WHAT NEEDS TO BE DONE:
Beginning with the line that contains "trousers. Return a box per instance.", reproduce the remaining lines of the material exactly, up to and including the last one, but no pictures.
★ ★ ★ ★ ★
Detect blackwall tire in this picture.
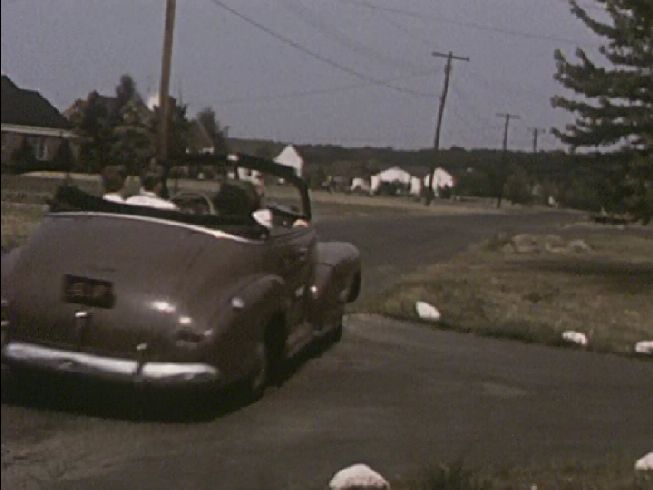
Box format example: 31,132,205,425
247,342,270,402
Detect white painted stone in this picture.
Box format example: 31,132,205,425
329,464,390,490
562,330,588,346
635,451,653,471
415,301,442,322
635,340,653,354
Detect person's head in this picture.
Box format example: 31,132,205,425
101,165,127,193
141,167,163,196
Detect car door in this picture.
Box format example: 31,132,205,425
270,226,317,355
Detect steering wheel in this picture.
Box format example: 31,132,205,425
170,191,216,215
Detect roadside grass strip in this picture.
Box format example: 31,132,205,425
371,232,653,357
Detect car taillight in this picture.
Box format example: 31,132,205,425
175,328,205,345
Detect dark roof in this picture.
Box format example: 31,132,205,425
2,75,70,129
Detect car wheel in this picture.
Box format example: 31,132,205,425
331,317,342,344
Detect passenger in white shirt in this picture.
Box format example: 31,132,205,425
125,170,179,210
101,165,127,203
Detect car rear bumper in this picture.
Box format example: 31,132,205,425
2,342,223,386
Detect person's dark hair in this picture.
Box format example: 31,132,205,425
101,165,127,193
141,168,163,192
213,181,261,216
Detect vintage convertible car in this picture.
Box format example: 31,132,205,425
2,155,361,396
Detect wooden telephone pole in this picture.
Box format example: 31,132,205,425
157,0,177,186
528,128,546,154
426,51,469,205
497,113,521,208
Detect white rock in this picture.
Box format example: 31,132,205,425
635,340,653,354
562,330,588,346
635,451,653,471
415,301,442,322
329,464,390,490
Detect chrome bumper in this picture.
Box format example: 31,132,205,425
2,342,222,385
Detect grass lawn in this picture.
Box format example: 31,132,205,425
373,230,653,353
391,455,653,490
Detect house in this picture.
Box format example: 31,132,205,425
274,145,304,177
370,167,411,192
410,167,455,196
1,75,79,168
186,119,216,155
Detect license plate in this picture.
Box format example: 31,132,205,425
63,274,116,308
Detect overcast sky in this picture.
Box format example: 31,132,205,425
1,0,599,150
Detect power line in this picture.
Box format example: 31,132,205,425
340,0,587,46
279,0,424,73
216,71,435,105
211,0,431,97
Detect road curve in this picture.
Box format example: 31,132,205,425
1,209,653,490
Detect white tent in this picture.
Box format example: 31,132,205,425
371,167,410,192
350,177,370,192
274,145,304,177
424,167,454,189
410,177,422,196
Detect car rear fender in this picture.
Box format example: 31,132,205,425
313,242,361,303
214,274,289,380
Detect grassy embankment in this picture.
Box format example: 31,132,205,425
374,229,653,353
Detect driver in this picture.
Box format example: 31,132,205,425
125,166,179,210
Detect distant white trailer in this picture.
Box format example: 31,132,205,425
274,145,304,177
422,167,455,195
349,177,370,194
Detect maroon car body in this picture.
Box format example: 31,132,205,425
2,156,361,393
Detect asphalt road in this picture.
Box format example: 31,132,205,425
1,209,653,490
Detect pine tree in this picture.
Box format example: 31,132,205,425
552,0,653,221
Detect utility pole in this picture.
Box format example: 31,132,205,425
157,0,177,188
426,51,469,205
497,112,521,208
528,128,546,154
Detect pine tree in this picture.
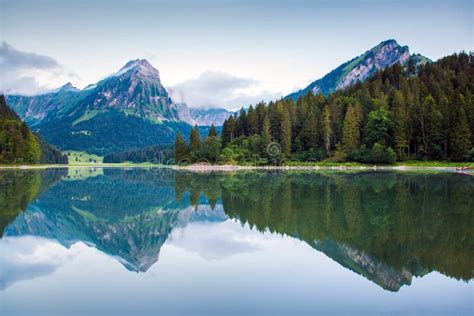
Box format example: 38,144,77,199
189,125,201,161
247,106,258,136
174,132,189,163
392,91,410,160
321,104,332,156
278,102,291,158
222,116,236,147
449,106,472,161
207,124,217,137
342,104,360,157
262,115,272,156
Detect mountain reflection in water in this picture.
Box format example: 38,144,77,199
0,169,474,291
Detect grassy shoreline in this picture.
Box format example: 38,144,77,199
0,161,474,171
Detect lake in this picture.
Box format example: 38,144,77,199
0,168,474,316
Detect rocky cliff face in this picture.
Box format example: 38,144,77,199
8,59,179,125
287,39,430,100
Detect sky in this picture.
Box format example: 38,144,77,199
0,0,474,109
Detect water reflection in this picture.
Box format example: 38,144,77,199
0,169,474,291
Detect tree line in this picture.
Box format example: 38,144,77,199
0,95,68,164
104,145,174,164
175,52,474,163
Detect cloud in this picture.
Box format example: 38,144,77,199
0,236,75,290
0,42,78,95
168,70,281,110
167,220,261,260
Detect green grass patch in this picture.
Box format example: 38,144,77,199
64,151,104,165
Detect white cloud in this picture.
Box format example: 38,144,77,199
0,236,76,290
168,70,282,110
0,42,78,95
167,220,262,260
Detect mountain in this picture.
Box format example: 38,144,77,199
7,59,201,154
286,39,431,101
0,95,67,164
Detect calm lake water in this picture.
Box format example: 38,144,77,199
0,168,474,315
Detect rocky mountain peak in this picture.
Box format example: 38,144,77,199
287,39,422,100
112,59,160,81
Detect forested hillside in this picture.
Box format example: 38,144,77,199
0,95,67,164
176,53,474,163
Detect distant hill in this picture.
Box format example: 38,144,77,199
0,95,67,164
7,59,227,154
287,39,431,101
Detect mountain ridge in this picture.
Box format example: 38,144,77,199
285,39,431,101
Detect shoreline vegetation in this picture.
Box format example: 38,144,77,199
0,161,474,172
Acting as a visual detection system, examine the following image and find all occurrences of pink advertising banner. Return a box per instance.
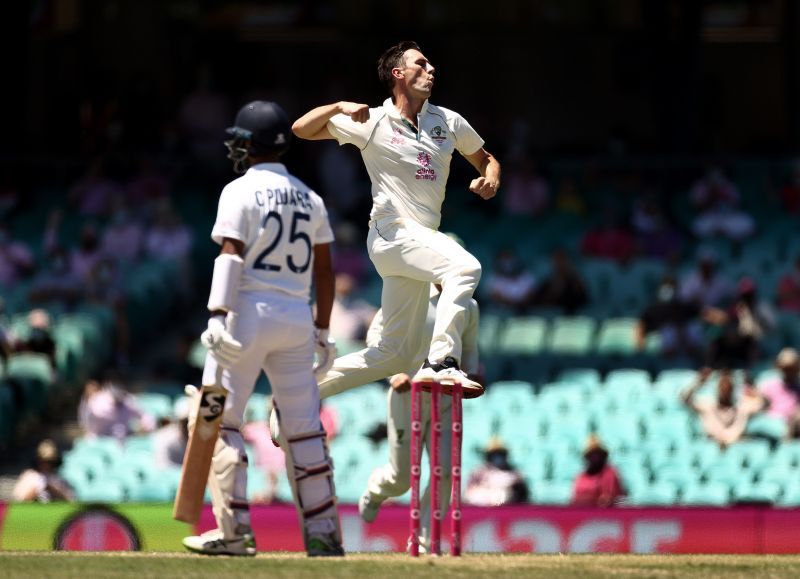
[199,505,800,553]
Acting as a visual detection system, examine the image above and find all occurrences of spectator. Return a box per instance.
[144,199,194,304]
[781,159,800,214]
[464,437,529,507]
[144,199,194,262]
[78,380,155,440]
[178,64,231,172]
[69,157,122,217]
[760,348,800,438]
[536,249,589,315]
[486,247,536,315]
[125,155,170,208]
[11,439,75,503]
[0,304,15,360]
[153,396,191,469]
[69,223,103,283]
[555,177,586,217]
[581,210,635,263]
[631,195,683,261]
[17,308,56,372]
[777,255,800,314]
[571,435,625,507]
[690,167,755,241]
[680,248,733,307]
[0,224,35,288]
[153,329,197,384]
[330,273,377,341]
[28,247,83,310]
[100,201,144,263]
[681,366,764,448]
[317,141,369,222]
[85,257,130,366]
[703,277,776,367]
[503,157,550,217]
[635,275,703,357]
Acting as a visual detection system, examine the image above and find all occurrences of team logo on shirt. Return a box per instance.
[415,152,436,181]
[392,127,406,145]
[431,125,447,145]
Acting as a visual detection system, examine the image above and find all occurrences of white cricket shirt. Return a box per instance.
[328,99,483,229]
[211,163,333,299]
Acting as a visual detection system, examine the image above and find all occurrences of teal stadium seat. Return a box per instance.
[628,482,678,506]
[75,479,125,503]
[135,392,172,420]
[596,318,638,356]
[653,368,697,398]
[497,317,547,356]
[745,414,789,440]
[681,482,731,507]
[725,440,771,470]
[772,440,800,467]
[732,481,782,504]
[556,368,602,392]
[530,481,572,505]
[547,316,597,356]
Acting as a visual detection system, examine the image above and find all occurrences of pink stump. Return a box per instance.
[429,382,442,555]
[450,384,464,557]
[408,382,422,557]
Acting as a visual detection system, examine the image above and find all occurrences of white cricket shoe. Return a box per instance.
[358,490,381,523]
[414,356,486,398]
[183,529,256,557]
[269,402,283,448]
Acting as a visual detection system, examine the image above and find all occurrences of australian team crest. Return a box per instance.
[431,125,447,145]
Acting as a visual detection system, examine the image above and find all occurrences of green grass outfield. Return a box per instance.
[0,551,800,579]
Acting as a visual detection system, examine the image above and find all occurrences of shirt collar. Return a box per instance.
[247,163,289,175]
[383,97,428,119]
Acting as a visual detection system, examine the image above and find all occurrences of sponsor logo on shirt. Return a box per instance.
[415,151,436,181]
[392,127,406,145]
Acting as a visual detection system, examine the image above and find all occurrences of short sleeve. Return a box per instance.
[328,109,380,149]
[452,113,484,155]
[211,186,247,245]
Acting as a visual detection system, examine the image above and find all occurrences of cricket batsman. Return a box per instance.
[176,101,344,556]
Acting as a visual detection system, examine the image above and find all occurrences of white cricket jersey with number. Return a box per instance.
[211,163,333,300]
[327,99,483,229]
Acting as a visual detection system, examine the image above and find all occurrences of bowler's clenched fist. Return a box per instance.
[339,101,369,123]
[469,177,498,199]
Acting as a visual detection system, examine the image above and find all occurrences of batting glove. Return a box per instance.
[313,328,336,380]
[200,316,242,368]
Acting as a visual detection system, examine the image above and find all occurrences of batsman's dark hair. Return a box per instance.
[378,40,419,94]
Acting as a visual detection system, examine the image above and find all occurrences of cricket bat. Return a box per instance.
[172,368,227,525]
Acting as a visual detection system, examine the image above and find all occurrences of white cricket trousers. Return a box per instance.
[319,218,481,398]
[203,292,321,436]
[367,388,453,545]
[203,293,332,538]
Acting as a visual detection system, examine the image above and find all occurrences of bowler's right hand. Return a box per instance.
[339,101,369,123]
[389,372,411,394]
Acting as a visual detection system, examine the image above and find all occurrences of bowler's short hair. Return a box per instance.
[378,40,419,94]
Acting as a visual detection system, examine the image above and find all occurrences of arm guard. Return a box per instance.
[208,253,244,312]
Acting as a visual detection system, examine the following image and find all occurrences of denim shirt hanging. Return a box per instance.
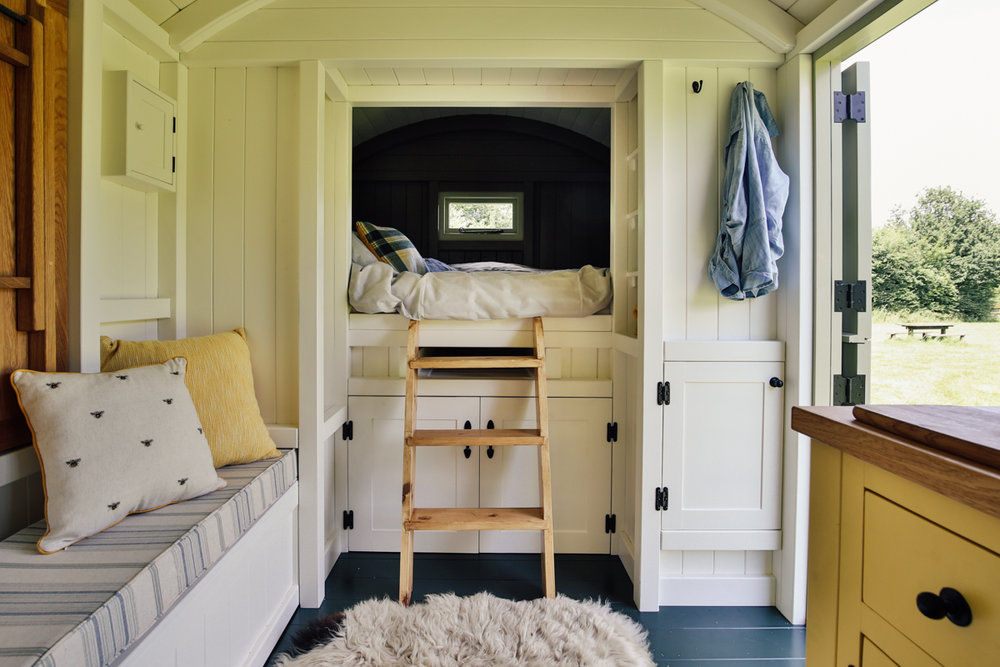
[708,81,788,301]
★ ★ ★ ★ ★
WRITTEN SOLUTION:
Acting as a visual detection system, examine the image above and find all occurrences of white cricket trousers. Return a box per instance.
[319,218,481,398]
[203,292,321,436]
[367,388,453,545]
[203,293,332,538]
Acting as a visual detection system, examine the image above and find all occurrences of bowler's right hand. Return a box per instance.
[339,101,369,123]
[389,372,411,394]
Acting as a visual detection system, examine the image above and find all occurrences of bowler's short hair. Return a box per instance.
[378,40,419,94]
Acting as a visual detection system, examine the image above and find all occurrences of arm guard. Return a box per instance.
[208,253,244,312]
Acting as a visual detection system, examine the following image and find all occurrences of denim shirt hanging. Return a box per instance.
[708,81,788,301]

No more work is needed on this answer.